### EXERCISE AIM:
Although the records contain pictures, repeat only the text of every line exactly.
Start of EXTRACTED ENTRIES
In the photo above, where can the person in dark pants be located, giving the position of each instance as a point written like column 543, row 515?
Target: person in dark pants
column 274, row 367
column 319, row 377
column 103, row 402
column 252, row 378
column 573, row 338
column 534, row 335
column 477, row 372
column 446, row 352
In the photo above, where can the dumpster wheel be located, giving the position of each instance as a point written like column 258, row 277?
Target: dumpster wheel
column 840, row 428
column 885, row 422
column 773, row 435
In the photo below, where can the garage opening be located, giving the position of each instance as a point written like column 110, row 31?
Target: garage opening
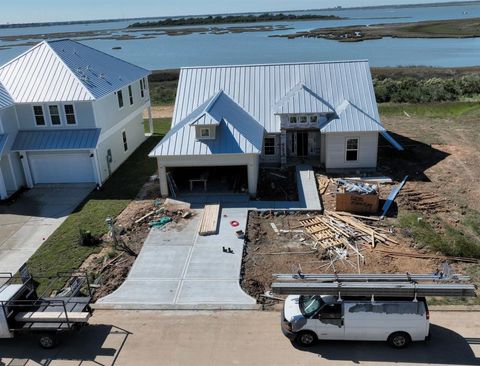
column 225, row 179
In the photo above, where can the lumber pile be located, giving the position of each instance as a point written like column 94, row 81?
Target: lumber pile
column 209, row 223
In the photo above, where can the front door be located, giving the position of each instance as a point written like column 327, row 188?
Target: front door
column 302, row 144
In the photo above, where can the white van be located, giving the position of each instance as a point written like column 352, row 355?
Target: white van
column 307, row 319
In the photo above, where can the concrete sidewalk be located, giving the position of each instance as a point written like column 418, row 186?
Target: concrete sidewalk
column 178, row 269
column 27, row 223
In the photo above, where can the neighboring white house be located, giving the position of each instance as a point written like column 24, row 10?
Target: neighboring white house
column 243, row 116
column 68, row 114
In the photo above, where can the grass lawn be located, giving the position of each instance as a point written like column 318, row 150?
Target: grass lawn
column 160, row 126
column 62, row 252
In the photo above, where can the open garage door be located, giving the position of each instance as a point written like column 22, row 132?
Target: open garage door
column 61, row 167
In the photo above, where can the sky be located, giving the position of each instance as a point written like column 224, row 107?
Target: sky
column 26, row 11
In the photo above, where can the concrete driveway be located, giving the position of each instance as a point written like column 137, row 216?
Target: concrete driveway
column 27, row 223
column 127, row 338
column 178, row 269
End of EXTRACTED ENTRIES
### WRITTEN REPLY:
In the photo above, where can the person in dark pants be located, giving the position of each instance as a point written like column 543, row 515?
Target: person in dark pants
column 274, row 367
column 319, row 377
column 103, row 402
column 252, row 378
column 573, row 338
column 534, row 335
column 477, row 372
column 446, row 352
In the photo above, where can the dumpster wheel be located, giving the position of each instance as a point written like column 258, row 277?
Target: dumpster wheel
column 840, row 428
column 885, row 422
column 773, row 435
In the photo below, where can the garage opening be located, giving the position of each instance as a point written like column 110, row 31?
Target: garage opening
column 225, row 179
In the photo above, where can the lumber pile be located, giving the position of each instance as a point written like column 94, row 81?
Target: lumber pile
column 209, row 223
In the photo above, where can the front door be located, giving the position of each instance as a point written like column 327, row 188?
Target: front door
column 302, row 144
In the photo above, where can the white van be located, giving the position of each instance as a point written like column 352, row 355?
Target: white van
column 307, row 319
In the photo above, where can the concrete sidewalk be located, giving the position of each instance as a point written like column 418, row 186?
Target: concrete sidewalk
column 178, row 269
column 27, row 223
In the photo above, where can the neighboring white house be located, giving the position of each instance as a point written like column 24, row 10?
Target: neighboring white house
column 243, row 116
column 68, row 114
In the photo above, where can the grass lawn be located, giving the position of each instance as a point written like column 318, row 150?
Target: grass lawn
column 160, row 126
column 62, row 252
In the photo above, where can the open garage door be located, giving the position of each instance as a point written like column 22, row 132?
Target: open garage door
column 61, row 167
In the photo above, where can the sky be located, giving the position of each instance as a point written like column 224, row 107?
Target: sky
column 26, row 11
In the photo above, where can the concrete driveway be located, giving the position of each instance as a point written like column 137, row 216?
Target: concrete driveway
column 27, row 223
column 127, row 338
column 178, row 269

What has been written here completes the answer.